------ TASK DATA ------
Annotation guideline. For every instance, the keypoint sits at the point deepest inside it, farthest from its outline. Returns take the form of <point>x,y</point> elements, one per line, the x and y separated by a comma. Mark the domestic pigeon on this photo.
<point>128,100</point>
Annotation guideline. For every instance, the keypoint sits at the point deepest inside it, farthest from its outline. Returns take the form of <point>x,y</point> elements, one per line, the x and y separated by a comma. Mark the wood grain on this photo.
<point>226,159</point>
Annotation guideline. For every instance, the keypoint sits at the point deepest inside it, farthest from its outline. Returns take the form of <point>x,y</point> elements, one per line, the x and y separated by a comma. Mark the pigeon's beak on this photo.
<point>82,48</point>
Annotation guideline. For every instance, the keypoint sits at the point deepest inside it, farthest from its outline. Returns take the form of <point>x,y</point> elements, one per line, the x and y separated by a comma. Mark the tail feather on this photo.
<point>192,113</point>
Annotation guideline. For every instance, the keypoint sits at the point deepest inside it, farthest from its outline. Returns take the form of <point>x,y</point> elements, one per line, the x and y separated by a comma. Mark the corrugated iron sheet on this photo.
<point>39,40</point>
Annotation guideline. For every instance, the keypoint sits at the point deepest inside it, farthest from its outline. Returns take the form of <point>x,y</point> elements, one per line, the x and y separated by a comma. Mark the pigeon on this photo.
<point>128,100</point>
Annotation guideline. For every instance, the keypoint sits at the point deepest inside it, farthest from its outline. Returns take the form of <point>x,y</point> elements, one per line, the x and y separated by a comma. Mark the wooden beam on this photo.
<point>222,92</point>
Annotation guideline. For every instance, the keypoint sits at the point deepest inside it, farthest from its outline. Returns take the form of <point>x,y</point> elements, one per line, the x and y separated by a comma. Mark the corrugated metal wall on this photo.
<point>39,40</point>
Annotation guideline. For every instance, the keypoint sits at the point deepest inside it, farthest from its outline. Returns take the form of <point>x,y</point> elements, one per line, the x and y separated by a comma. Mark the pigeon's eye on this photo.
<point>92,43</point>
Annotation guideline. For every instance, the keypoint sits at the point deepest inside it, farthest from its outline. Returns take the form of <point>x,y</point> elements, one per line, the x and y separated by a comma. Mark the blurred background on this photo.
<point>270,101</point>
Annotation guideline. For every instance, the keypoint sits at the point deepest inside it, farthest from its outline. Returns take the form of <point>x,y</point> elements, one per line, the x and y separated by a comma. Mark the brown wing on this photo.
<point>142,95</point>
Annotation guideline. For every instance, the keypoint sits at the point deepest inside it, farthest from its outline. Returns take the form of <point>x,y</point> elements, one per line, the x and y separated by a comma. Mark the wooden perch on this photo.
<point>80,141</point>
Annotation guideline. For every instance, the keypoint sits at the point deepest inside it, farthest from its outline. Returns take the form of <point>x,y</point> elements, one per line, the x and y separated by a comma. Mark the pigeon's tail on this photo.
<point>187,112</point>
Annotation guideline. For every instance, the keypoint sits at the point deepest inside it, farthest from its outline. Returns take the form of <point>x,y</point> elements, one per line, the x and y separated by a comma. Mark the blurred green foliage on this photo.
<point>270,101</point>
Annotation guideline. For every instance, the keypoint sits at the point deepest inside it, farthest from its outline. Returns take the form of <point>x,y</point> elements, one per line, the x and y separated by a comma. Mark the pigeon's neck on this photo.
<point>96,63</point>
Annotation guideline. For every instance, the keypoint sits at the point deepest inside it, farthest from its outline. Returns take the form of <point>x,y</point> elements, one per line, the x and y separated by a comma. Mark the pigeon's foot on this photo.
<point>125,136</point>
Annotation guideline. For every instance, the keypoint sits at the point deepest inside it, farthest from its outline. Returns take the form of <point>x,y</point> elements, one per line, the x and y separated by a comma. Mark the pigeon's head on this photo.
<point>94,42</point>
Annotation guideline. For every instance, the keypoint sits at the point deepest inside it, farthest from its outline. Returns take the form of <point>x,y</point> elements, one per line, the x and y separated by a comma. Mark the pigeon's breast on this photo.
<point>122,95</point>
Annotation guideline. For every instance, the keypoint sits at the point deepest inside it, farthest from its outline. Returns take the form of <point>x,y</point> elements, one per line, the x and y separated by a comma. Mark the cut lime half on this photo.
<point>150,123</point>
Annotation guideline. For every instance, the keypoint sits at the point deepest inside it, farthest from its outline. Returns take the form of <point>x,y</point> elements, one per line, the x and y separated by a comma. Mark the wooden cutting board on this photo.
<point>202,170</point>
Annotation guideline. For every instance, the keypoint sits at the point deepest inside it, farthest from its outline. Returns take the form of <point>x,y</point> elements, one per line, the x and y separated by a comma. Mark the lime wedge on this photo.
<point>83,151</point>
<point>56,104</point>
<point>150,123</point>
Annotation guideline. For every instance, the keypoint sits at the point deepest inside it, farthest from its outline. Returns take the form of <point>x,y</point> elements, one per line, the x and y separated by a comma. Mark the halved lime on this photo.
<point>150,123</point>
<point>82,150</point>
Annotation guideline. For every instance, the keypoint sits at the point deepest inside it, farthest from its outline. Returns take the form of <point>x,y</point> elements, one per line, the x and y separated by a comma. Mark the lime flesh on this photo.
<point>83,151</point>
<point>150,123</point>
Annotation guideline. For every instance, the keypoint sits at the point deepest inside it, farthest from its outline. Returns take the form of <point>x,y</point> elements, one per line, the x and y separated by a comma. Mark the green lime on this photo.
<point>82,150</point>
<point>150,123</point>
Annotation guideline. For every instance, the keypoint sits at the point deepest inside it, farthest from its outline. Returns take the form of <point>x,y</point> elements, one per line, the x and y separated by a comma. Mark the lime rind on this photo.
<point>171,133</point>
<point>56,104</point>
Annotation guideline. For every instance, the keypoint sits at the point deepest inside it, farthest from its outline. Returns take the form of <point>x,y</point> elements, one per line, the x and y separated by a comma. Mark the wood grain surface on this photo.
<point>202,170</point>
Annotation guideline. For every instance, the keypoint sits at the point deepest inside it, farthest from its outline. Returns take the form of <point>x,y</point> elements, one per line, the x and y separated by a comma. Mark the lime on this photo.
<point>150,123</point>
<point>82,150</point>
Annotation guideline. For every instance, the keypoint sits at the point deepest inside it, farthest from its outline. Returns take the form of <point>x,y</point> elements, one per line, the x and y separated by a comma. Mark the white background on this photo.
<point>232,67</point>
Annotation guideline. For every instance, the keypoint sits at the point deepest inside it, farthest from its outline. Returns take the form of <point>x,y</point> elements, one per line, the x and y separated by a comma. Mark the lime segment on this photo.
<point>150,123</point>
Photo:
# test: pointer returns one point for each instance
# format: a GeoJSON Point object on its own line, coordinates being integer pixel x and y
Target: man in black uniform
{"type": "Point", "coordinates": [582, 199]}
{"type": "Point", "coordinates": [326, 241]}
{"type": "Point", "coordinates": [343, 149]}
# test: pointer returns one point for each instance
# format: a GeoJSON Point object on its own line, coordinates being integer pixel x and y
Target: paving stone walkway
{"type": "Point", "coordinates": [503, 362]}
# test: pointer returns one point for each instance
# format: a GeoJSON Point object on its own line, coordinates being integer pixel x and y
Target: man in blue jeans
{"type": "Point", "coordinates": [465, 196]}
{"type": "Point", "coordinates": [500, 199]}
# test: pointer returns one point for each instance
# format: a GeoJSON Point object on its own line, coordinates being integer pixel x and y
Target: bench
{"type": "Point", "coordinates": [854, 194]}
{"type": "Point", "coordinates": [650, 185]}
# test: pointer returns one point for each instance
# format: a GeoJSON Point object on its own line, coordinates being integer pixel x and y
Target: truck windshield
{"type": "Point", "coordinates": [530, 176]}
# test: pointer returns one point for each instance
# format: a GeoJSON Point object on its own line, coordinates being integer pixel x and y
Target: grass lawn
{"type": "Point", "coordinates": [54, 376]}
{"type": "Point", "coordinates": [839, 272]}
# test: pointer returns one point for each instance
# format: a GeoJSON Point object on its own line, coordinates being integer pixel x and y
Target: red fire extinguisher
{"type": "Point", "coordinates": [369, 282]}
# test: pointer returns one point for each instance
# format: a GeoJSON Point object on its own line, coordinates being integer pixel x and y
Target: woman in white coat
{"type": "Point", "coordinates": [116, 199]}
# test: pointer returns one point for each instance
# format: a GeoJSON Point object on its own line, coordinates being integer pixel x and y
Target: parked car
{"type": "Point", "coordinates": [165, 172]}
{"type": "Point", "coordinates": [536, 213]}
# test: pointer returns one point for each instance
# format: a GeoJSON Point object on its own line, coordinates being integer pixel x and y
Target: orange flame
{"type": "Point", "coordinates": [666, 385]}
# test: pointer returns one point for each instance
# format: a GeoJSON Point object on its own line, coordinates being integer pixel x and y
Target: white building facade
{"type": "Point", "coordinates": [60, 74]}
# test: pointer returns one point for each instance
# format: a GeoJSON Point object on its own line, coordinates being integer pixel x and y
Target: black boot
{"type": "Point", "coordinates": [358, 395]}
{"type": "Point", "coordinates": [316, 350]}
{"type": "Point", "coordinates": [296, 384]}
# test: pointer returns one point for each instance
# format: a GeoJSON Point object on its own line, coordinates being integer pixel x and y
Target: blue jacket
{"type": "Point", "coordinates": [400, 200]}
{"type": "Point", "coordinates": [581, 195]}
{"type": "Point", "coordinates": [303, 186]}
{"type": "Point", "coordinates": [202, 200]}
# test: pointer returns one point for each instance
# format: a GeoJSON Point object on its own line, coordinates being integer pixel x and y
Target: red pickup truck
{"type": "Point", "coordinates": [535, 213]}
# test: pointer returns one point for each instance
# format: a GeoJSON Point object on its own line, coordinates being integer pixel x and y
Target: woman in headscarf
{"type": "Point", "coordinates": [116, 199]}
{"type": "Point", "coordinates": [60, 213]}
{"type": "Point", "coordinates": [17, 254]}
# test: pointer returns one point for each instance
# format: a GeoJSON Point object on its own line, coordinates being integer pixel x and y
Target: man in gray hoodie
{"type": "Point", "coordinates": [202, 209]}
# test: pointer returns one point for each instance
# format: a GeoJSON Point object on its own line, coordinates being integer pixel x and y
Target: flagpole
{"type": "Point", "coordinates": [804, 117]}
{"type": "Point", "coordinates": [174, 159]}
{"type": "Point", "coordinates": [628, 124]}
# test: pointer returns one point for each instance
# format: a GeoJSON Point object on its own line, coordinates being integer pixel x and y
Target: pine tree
------
DIRECTIONS FOR THIS TASK: Copy out the rows from the line containing "beak on this photo." through the line containing "<point>82,48</point>", substituting "pigeon's bill" for "pigeon's beak" and leaving everything else as it is.

PROBLEM SOLUTION:
Annotation guideline. For every instance, the keypoint sits at the point deepest inside it, farthest from its outline. Returns take the form of <point>x,y</point> elements, one per line, the x and y separated by a comma. Mark the pigeon's bill on this photo.
<point>82,48</point>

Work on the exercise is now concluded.